• Task directions
In the stored items, rewrite everything from the line containing "43L94 46L89 84L107" down to the line containing "positive clicks: (130, 83)", replacing "rough mask" with "coarse mask" and leaving everything else unchanged.

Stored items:
——
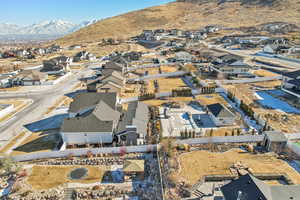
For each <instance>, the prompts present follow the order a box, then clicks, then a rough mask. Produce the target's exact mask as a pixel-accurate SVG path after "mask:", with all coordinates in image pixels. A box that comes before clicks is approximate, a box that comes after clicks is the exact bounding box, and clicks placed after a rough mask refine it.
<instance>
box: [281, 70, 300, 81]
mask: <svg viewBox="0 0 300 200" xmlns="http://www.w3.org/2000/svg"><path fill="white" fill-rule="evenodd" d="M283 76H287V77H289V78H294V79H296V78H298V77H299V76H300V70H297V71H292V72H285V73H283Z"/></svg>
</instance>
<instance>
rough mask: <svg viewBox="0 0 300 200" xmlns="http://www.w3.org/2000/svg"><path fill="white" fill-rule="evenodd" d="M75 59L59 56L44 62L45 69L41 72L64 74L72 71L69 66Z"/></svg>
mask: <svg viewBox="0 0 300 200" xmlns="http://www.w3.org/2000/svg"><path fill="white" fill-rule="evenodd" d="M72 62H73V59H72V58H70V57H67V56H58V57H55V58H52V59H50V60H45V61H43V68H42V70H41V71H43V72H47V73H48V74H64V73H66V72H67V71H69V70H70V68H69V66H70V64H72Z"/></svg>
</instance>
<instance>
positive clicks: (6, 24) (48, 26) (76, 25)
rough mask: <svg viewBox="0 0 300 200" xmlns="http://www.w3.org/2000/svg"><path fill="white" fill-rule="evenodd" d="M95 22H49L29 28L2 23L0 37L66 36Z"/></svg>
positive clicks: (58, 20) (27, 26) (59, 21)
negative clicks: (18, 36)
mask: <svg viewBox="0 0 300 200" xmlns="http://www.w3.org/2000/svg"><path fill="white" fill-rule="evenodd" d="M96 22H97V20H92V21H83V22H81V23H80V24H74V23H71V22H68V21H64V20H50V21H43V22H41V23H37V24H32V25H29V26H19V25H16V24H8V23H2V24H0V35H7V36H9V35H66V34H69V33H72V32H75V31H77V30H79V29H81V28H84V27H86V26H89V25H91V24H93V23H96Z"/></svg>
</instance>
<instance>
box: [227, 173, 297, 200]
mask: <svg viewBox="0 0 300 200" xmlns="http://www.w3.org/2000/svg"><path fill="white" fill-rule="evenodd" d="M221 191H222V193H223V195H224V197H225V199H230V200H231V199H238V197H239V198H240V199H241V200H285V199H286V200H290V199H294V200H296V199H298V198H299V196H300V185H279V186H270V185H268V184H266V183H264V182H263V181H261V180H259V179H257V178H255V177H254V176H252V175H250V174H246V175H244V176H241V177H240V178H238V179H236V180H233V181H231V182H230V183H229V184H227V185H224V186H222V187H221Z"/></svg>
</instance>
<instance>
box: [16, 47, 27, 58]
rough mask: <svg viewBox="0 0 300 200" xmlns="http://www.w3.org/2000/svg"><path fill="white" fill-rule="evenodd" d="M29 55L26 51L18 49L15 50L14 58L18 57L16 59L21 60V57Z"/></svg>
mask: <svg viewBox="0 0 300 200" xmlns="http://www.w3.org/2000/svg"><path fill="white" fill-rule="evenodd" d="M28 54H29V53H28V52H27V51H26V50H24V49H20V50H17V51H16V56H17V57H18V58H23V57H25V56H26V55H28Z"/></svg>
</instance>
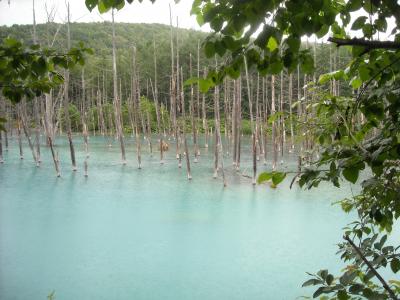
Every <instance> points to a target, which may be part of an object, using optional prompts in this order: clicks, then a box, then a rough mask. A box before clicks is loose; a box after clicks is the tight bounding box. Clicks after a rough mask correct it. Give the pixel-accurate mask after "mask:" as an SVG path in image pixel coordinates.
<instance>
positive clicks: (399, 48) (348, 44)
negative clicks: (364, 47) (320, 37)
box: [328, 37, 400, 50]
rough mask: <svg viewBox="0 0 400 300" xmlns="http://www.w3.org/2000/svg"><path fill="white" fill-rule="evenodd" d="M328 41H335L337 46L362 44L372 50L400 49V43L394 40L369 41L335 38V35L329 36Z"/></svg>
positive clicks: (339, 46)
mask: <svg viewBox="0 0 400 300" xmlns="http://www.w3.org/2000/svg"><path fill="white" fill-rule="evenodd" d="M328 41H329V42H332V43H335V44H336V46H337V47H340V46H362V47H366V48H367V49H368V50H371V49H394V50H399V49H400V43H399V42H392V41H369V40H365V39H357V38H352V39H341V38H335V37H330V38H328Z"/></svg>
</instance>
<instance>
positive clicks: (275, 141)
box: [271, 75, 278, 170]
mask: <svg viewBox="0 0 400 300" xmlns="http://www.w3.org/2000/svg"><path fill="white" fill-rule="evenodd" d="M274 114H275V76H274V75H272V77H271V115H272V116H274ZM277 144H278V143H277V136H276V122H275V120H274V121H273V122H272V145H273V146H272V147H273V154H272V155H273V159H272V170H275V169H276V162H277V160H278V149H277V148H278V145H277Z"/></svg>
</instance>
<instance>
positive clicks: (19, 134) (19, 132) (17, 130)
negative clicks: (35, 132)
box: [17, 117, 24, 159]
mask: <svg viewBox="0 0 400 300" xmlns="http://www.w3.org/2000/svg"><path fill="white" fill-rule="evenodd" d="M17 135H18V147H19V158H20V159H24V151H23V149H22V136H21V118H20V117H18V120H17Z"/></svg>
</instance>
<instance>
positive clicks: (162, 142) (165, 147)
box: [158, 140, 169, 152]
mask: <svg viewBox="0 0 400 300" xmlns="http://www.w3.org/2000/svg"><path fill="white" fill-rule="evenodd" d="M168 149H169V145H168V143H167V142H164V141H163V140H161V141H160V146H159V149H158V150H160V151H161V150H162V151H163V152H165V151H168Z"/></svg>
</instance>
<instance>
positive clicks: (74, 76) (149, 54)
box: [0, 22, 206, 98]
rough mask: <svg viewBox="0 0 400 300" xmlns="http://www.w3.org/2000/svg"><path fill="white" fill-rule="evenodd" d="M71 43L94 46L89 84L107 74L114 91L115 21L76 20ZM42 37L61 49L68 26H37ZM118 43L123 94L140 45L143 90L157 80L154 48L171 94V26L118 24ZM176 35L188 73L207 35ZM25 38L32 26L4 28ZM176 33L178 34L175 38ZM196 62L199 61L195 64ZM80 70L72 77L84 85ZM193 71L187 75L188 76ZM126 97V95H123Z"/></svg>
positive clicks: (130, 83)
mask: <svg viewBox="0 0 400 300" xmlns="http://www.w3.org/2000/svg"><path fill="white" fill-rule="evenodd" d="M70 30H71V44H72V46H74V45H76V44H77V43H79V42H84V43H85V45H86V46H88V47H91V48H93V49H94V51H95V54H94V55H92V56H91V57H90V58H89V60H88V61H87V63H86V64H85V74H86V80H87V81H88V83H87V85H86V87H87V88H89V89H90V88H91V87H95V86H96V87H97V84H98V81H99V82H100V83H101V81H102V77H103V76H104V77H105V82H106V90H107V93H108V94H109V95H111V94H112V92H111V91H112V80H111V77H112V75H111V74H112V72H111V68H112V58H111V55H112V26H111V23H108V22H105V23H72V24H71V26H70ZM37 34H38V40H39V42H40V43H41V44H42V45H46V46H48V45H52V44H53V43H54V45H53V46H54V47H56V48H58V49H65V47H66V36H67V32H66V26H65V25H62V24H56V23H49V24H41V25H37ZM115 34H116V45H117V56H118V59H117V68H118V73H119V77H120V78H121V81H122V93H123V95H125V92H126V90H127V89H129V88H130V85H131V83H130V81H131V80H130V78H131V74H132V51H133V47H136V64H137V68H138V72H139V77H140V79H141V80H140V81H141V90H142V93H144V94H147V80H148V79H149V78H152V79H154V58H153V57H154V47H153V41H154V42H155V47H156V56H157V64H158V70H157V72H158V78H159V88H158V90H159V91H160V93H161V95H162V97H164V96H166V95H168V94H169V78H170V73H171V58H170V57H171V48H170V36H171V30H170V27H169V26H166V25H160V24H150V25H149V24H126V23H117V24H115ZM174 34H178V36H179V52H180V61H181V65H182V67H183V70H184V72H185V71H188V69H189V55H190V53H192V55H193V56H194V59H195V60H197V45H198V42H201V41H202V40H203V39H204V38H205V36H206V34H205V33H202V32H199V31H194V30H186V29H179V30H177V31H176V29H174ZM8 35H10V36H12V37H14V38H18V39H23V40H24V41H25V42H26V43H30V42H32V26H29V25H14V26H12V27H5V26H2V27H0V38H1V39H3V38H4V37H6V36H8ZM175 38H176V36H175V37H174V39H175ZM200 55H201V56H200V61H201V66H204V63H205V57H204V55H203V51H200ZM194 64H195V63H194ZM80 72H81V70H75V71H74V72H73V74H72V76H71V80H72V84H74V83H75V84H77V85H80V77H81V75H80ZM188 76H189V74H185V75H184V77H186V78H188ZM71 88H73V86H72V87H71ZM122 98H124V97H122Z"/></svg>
——
• Solution to this task
coarse mask: <svg viewBox="0 0 400 300" xmlns="http://www.w3.org/2000/svg"><path fill="white" fill-rule="evenodd" d="M71 43L94 46L89 84L107 74L114 91L115 21L76 20ZM42 37L61 49L68 26H37ZM118 43L123 94L140 45L143 90L157 80L154 48L171 94V26L118 24ZM176 35L188 73L207 35ZM25 38L32 26L4 28ZM176 33L178 34L175 38ZM196 62L199 61L195 64ZM80 70L72 77L84 85ZM193 71L187 75L188 76ZM126 97V95H123Z"/></svg>
positive clicks: (130, 83)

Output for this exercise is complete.